#### WORK REQUIRED
Can you retype the part of the option holder notice below between "What follows is" and "August 13, 2014.", inclusive, word for word?

#### SOURCE TEXT
FLURRY, INC. OPTION HOLDER NOTICE AND ACKNOWLEDGEMENT
Exhibit 4.3
FLURRY, INC.
OPTION HOLDER NOTICE AND ACKNOWLEDGEMENT
As you know, Flurry, Inc. (the “Company”) has entered into an Agreement and Plan of Merger with Yahoo! Inc. (“Parent”) and certain other parties thereto, dated July 21, 2014 (the “Merger Agreement”), which will result in the Company becoming a wholly-owned subsidiary of Parent (the “Merger”). The Merger is expected to close as early as August 15, 2014, subject to customary closing conditions (the actual time for consummation of the Merger, the “Effective Time”).
What follows is a description of the treatment in the Merger of outstanding options to purchase Company common stock (“Company Options”) granted under the Company’s Amended and Restated 2005 Stock Option Plan, as in effect from time to time (the “Plan”). Please read this notice carefully. Additionally, and in order to timely process and deliver any cash payments or substituted Parent stock options to which you might become entitled with respect to your Company Options following the Effective Time, please sign and return this Notice and Acknowledgement to the Company by August 13, 2014.
General Background on the Merger Consideration and Indemnification Obligations
Based on an estimated closing date of August 15, 2014, holders of Company common stock will receive approximately $2.87 per share in consideration for their shares in the Merger (the “Per Share Amount”); however, this number is only an estimate and the actual per share consideration received by holders of Company common stock could be higher or lower.

#### DATASET EXTRACT
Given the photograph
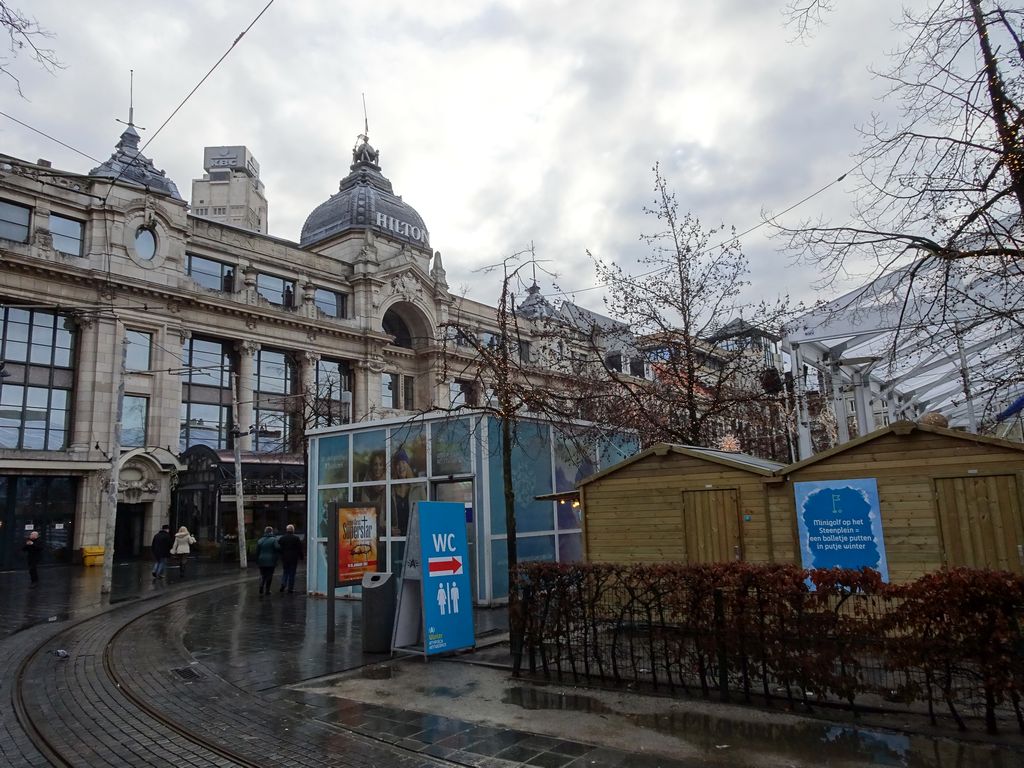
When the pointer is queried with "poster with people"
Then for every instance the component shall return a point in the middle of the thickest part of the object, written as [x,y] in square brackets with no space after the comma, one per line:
[356,544]
[840,524]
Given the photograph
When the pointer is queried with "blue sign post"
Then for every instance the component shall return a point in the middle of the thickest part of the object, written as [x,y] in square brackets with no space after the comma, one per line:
[437,556]
[840,524]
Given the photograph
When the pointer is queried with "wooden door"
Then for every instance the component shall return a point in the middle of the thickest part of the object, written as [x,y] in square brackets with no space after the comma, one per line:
[711,525]
[980,522]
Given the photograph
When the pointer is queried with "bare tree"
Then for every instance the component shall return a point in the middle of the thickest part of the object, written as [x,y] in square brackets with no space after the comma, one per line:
[939,192]
[947,179]
[679,370]
[25,35]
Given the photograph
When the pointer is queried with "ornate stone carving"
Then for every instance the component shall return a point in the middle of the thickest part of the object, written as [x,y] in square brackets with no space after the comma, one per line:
[406,286]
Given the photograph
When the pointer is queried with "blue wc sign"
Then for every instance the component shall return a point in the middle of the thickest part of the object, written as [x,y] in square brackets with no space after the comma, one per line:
[437,556]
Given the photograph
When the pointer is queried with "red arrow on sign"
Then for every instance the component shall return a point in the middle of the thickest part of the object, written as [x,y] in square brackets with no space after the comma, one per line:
[451,565]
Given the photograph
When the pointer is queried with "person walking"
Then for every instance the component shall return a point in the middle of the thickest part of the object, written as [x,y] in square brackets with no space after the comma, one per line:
[182,547]
[266,558]
[292,550]
[33,550]
[161,547]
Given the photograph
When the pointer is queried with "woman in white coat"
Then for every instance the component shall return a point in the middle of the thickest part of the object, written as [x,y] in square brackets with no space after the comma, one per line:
[181,547]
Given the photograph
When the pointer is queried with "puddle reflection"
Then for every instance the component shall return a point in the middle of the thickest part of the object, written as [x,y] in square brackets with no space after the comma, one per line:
[817,743]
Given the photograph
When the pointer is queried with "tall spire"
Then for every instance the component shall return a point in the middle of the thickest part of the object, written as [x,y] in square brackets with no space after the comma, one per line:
[128,164]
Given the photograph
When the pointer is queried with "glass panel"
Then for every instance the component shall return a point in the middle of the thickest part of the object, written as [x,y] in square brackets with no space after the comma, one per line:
[333,454]
[570,548]
[409,452]
[325,500]
[568,514]
[138,350]
[573,460]
[14,221]
[67,235]
[403,496]
[532,549]
[530,477]
[328,302]
[145,244]
[272,372]
[369,457]
[210,273]
[134,421]
[450,442]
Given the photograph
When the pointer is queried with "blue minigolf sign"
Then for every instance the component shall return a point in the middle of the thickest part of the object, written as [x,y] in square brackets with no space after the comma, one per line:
[840,524]
[448,597]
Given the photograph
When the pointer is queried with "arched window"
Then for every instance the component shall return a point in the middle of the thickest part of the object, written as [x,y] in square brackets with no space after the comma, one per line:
[394,326]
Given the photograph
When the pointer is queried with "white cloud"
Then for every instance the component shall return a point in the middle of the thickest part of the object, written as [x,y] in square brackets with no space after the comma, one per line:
[502,123]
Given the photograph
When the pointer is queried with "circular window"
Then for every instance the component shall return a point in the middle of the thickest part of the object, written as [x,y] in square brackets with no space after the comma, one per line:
[145,243]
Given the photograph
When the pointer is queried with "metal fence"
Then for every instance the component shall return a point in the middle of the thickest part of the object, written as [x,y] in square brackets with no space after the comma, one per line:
[748,632]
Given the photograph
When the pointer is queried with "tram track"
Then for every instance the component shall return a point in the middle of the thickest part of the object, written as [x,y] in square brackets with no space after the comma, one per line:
[120,702]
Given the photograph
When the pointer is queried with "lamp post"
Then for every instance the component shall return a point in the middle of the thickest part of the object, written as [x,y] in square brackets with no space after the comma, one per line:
[240,505]
[112,485]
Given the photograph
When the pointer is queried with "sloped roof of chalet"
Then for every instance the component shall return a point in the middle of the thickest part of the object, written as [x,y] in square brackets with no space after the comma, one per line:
[733,460]
[900,428]
[739,327]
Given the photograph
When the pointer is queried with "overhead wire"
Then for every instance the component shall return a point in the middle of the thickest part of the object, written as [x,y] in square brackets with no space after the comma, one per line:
[724,243]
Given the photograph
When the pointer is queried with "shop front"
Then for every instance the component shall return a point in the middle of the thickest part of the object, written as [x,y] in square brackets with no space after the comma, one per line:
[390,465]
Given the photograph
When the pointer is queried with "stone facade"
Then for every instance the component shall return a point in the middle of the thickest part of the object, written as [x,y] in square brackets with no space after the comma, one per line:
[137,244]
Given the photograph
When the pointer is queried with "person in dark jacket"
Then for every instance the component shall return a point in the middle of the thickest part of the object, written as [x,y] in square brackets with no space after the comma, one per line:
[292,550]
[161,547]
[33,549]
[266,558]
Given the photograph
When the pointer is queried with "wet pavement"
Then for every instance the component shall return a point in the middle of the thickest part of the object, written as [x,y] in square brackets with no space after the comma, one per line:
[256,672]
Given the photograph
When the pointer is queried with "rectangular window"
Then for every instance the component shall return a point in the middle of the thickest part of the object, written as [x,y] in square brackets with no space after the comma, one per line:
[67,235]
[409,392]
[14,221]
[389,390]
[134,418]
[35,394]
[333,304]
[204,424]
[278,291]
[333,398]
[139,350]
[210,273]
[274,373]
[462,393]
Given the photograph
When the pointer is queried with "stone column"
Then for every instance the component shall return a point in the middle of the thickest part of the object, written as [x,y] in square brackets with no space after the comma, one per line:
[247,354]
[85,378]
[307,386]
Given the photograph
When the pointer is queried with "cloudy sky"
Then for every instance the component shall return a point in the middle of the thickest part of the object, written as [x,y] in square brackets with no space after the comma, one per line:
[502,123]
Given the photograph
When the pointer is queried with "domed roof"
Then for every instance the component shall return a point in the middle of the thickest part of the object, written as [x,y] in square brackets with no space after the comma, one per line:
[365,200]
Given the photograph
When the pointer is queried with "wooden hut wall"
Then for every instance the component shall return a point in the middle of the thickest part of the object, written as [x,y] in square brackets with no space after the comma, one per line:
[944,501]
[637,513]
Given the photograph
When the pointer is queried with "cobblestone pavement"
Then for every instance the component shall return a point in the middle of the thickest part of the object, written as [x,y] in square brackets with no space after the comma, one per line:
[255,675]
[217,658]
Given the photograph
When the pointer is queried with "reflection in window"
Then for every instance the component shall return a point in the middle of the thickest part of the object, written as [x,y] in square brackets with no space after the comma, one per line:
[333,396]
[215,275]
[138,351]
[278,291]
[333,304]
[67,235]
[274,376]
[14,221]
[204,424]
[133,421]
[389,390]
[145,243]
[205,394]
[35,395]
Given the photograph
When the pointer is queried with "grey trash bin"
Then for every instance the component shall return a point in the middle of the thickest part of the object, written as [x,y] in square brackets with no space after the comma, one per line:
[379,597]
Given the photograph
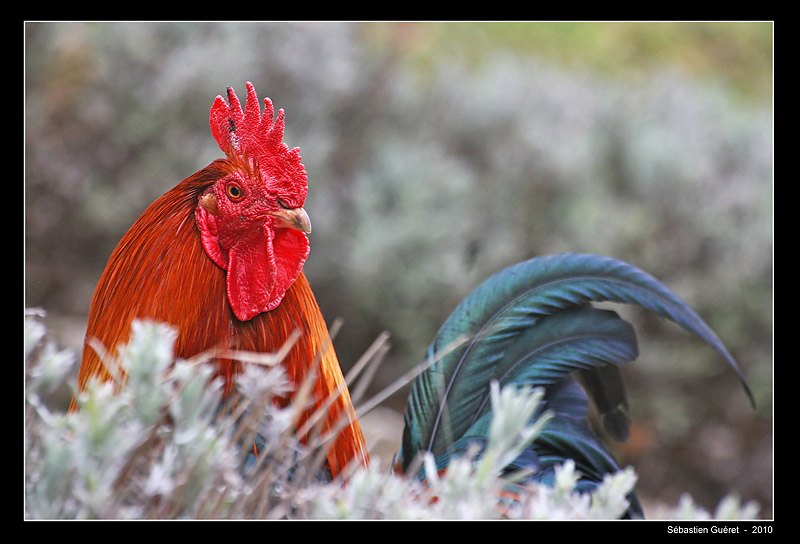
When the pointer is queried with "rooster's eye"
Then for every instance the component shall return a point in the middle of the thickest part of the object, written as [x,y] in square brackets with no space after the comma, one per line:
[234,192]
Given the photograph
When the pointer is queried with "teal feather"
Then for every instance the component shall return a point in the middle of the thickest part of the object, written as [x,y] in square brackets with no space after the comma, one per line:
[532,324]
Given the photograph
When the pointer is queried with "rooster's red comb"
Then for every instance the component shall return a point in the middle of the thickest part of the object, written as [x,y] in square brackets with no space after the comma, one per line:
[248,135]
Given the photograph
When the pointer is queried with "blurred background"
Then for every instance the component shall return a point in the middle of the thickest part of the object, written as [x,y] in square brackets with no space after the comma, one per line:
[439,153]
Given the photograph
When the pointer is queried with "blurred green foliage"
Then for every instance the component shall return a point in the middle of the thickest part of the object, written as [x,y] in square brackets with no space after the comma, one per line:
[439,153]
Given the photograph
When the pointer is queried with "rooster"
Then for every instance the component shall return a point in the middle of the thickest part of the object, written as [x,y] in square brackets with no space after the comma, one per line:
[220,257]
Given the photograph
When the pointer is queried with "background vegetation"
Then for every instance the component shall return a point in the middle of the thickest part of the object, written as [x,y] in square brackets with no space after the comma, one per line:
[439,153]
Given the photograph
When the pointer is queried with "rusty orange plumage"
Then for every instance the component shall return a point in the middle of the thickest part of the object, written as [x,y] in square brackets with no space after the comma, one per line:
[192,261]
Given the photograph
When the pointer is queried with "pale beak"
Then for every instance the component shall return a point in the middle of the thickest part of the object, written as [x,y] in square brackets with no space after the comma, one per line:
[295,218]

#### EXERCISE SOLUTION
What follows is a description of the treatment in the Merger of outstanding options to purchase Company common stock (“Company Options”) granted under the Company’s Amended and Restated 2005 Stock Option Plan, as in effect from time to time (the “Plan”). Please read this notice carefully. Additionally, and in order to timely process and deliver any cash payments or substituted Parent stock options to which you might become entitled with respect to your Company Options following the Effective Time, please sign and return this Notice and Acknowledgement to the Company by August 13, 2014.